[Written instruction]:
Reproduce the lines below word for word, beginning with the first line and stopping after the line that contains "left=158, top=153, right=226, bottom=295". Omit the pictures.

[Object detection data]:
+ + + +

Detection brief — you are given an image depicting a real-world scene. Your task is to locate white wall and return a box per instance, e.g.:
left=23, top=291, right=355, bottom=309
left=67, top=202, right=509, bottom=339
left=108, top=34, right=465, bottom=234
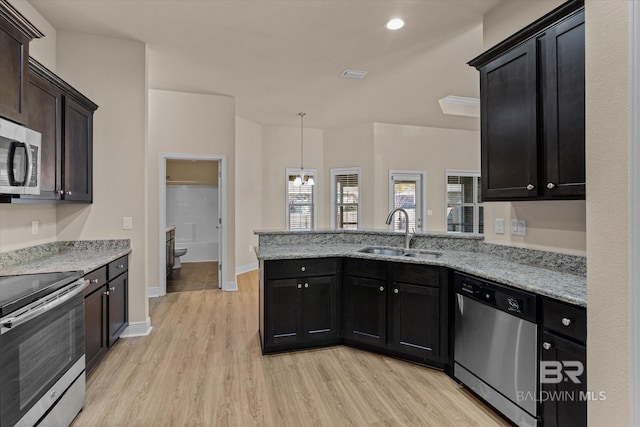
left=0, top=0, right=56, bottom=252
left=585, top=0, right=640, bottom=426
left=236, top=117, right=262, bottom=271
left=262, top=126, right=322, bottom=230
left=57, top=31, right=149, bottom=323
left=480, top=0, right=589, bottom=255
left=146, top=89, right=236, bottom=289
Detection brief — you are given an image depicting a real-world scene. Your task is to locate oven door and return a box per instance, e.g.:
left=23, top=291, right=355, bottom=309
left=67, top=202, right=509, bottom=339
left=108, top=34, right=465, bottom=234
left=0, top=281, right=84, bottom=426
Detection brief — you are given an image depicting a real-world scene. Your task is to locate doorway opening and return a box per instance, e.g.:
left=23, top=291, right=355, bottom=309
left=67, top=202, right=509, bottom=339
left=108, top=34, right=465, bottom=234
left=158, top=153, right=226, bottom=295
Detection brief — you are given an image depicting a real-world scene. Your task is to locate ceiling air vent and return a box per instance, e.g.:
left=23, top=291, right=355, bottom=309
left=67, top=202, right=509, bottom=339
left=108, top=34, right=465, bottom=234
left=342, top=70, right=367, bottom=79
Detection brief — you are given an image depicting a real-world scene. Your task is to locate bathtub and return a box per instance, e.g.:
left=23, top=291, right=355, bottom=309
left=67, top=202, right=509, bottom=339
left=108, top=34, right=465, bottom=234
left=176, top=240, right=220, bottom=262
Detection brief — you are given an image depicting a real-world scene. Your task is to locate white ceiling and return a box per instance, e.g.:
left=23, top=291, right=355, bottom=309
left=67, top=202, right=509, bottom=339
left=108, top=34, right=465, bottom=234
left=30, top=0, right=502, bottom=129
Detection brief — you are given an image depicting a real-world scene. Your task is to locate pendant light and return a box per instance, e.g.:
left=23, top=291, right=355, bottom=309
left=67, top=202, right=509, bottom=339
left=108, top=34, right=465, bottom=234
left=293, top=113, right=315, bottom=186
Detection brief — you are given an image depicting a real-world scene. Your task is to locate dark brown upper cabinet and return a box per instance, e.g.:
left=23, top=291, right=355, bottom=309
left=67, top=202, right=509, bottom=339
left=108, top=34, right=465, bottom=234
left=0, top=0, right=44, bottom=124
left=21, top=58, right=98, bottom=203
left=469, top=0, right=585, bottom=201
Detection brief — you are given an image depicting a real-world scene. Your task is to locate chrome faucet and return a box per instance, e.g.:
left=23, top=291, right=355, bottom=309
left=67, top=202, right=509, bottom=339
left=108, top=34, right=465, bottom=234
left=387, top=208, right=411, bottom=249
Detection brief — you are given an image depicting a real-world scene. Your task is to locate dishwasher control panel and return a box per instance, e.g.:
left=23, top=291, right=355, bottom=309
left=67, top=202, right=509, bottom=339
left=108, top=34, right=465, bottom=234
left=454, top=273, right=537, bottom=323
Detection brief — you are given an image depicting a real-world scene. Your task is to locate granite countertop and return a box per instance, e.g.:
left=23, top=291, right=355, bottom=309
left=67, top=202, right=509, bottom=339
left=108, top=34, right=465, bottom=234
left=256, top=244, right=587, bottom=307
left=0, top=239, right=131, bottom=276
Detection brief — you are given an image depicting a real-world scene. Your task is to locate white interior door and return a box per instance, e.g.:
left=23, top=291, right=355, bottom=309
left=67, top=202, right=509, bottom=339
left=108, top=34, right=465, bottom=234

+ + + +

[Task solution]:
Detection brief — you are given an image depicting a real-world scene. Your task is to locate white wall and return a box per instance, e.g.:
left=23, top=291, right=355, bottom=309
left=67, top=202, right=509, bottom=339
left=108, top=34, right=465, bottom=234
left=0, top=0, right=56, bottom=252
left=585, top=0, right=640, bottom=426
left=236, top=117, right=262, bottom=271
left=262, top=126, right=322, bottom=230
left=57, top=31, right=149, bottom=323
left=480, top=0, right=589, bottom=255
left=146, top=89, right=236, bottom=289
Detection brief — you are given an image depicting a real-world scene. Your task is to locate oven door and return a box per instance, e.g.:
left=23, top=291, right=355, bottom=309
left=67, top=202, right=509, bottom=339
left=108, top=34, right=465, bottom=234
left=0, top=281, right=84, bottom=426
Detection brief — you are given an image depicting a real-world scene. Your task is to locate doorway opening and return a box per instance, e.g.:
left=23, top=291, right=355, bottom=309
left=67, top=202, right=509, bottom=339
left=108, top=34, right=465, bottom=234
left=158, top=153, right=226, bottom=295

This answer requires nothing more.